Given entries:
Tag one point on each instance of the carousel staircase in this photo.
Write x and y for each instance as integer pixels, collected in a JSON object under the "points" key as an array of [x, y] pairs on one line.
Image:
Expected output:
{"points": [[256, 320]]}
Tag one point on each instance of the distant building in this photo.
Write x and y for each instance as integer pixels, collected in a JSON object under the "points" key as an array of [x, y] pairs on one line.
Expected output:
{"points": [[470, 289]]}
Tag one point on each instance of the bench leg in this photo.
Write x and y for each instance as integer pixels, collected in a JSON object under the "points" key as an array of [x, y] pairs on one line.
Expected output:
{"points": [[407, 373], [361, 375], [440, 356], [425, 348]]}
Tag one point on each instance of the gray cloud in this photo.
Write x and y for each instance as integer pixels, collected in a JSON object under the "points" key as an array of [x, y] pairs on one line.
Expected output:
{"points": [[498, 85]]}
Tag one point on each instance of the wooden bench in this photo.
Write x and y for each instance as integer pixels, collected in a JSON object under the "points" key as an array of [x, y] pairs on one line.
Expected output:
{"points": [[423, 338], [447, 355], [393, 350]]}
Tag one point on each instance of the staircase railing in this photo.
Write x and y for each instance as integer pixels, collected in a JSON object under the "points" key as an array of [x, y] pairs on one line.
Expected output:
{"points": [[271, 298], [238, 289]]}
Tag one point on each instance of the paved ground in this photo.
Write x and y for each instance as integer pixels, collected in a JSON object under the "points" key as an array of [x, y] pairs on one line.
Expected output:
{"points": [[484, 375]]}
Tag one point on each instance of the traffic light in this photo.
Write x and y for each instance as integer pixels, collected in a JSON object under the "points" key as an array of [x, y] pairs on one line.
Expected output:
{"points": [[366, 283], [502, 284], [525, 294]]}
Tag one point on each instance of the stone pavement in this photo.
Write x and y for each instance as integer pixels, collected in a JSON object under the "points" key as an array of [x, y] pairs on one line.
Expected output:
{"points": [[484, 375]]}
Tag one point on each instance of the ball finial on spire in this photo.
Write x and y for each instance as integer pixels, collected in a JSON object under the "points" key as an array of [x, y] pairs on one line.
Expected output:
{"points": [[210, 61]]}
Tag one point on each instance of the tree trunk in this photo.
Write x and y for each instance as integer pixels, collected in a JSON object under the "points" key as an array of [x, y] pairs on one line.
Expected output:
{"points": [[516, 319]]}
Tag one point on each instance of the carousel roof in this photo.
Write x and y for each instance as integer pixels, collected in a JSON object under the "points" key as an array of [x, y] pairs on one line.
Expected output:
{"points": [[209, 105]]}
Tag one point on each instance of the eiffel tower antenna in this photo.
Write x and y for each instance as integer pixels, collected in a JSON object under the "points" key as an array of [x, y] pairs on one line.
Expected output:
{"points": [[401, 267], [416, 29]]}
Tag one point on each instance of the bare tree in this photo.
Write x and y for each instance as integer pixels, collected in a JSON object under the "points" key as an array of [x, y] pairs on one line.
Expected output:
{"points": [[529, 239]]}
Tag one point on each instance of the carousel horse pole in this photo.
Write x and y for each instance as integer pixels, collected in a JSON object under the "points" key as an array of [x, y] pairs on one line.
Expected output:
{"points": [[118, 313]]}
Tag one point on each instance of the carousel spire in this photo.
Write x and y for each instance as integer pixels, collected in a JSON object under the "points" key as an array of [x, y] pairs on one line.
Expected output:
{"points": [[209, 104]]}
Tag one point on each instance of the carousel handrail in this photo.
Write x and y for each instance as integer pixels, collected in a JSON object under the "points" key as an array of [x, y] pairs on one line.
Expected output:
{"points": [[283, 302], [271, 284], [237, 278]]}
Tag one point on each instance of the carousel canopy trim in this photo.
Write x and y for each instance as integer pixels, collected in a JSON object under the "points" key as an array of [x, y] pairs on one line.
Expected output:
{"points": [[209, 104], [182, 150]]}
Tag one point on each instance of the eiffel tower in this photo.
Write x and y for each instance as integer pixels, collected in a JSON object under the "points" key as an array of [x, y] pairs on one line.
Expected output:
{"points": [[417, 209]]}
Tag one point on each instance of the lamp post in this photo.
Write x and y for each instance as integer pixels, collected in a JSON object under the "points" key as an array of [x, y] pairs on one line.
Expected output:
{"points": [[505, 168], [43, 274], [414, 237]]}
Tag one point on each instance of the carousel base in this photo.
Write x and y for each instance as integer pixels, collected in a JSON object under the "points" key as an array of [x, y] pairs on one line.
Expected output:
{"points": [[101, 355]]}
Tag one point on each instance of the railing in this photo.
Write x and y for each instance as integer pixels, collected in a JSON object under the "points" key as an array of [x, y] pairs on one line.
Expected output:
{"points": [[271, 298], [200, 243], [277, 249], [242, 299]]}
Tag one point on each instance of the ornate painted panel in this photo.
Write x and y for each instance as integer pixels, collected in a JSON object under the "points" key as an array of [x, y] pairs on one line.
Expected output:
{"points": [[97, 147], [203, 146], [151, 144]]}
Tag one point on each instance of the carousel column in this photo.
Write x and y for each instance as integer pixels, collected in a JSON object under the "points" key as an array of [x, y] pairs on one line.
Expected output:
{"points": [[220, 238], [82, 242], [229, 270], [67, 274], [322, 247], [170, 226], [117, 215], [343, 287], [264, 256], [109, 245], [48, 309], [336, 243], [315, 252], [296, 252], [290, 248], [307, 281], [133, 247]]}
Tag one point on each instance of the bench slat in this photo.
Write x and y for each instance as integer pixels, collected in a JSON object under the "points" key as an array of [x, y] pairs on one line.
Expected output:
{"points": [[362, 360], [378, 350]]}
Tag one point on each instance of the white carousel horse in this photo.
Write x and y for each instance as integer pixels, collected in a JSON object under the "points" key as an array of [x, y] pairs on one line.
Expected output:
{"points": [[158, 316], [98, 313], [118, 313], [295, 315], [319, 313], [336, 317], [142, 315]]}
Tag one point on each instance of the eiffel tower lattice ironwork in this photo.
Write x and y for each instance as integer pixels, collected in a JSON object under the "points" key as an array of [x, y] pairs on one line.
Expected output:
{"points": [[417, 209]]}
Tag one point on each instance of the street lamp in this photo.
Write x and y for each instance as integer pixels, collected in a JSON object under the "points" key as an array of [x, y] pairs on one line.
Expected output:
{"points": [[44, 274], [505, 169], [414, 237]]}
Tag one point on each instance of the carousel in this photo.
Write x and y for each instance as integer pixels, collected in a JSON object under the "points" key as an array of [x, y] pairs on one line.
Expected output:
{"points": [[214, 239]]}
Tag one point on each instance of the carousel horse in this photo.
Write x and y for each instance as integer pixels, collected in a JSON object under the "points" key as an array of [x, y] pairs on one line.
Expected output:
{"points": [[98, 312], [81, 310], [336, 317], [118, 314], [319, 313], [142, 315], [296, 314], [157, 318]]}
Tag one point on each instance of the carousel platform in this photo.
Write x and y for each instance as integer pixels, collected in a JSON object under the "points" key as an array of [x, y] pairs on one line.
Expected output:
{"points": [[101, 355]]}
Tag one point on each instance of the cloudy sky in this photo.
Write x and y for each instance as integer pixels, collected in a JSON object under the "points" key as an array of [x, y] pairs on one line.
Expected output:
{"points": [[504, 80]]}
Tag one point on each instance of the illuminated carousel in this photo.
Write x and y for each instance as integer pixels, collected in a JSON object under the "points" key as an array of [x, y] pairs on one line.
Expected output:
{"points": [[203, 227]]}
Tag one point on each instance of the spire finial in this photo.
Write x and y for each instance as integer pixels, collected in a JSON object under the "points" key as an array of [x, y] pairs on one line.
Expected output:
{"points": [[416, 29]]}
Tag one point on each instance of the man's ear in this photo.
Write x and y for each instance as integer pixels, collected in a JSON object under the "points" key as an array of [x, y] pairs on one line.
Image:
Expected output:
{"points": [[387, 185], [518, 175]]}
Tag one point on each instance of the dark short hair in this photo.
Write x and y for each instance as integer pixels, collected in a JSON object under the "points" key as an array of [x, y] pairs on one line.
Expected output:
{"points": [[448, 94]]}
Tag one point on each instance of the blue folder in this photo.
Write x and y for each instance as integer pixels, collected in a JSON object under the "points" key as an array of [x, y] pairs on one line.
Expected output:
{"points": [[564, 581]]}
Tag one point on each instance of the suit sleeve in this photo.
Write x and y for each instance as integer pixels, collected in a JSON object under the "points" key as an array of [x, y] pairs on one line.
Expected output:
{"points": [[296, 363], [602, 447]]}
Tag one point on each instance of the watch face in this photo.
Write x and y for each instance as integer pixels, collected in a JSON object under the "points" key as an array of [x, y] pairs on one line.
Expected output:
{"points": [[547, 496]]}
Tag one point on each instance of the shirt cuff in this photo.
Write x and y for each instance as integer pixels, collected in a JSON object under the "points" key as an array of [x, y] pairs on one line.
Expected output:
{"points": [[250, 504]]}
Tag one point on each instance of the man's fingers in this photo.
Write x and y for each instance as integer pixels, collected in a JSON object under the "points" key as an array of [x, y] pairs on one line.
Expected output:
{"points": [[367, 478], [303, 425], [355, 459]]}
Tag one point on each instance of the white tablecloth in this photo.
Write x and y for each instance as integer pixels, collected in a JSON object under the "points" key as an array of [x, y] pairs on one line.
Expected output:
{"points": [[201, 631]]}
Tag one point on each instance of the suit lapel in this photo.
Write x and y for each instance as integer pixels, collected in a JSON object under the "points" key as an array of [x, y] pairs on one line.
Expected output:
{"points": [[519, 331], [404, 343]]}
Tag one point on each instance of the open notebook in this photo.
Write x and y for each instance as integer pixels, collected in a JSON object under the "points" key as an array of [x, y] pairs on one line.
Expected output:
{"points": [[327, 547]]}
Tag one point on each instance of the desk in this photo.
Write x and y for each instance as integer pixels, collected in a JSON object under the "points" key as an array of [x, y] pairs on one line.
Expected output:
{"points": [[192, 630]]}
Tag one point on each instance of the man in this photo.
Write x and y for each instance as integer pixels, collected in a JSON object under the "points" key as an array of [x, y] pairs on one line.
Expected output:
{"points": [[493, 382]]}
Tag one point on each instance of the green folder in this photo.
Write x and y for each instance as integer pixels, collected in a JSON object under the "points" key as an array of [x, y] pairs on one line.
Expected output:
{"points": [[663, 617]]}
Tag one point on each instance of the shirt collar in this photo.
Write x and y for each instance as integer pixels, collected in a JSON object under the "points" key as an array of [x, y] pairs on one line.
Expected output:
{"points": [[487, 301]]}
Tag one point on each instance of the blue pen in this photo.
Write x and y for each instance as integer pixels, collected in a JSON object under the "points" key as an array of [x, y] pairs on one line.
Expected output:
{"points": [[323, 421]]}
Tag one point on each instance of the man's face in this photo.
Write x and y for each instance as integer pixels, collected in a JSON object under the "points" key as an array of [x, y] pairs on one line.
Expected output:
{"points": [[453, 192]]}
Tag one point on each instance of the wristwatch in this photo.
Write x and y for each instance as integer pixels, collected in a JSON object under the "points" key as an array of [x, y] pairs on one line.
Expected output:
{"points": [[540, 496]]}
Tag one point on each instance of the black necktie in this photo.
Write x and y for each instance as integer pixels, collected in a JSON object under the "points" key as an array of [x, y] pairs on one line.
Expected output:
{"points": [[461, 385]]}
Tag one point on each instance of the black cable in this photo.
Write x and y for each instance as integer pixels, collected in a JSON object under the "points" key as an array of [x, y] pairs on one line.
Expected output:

What to work on: Among the lines above, find those with the word "bench" and list them.

Completed exercise:
Tag one point on each instance of the bench leg in this photo.
Tag one point on each instance of the wooden bench in this photo.
Tag one point on each instance of the bench slat in this photo.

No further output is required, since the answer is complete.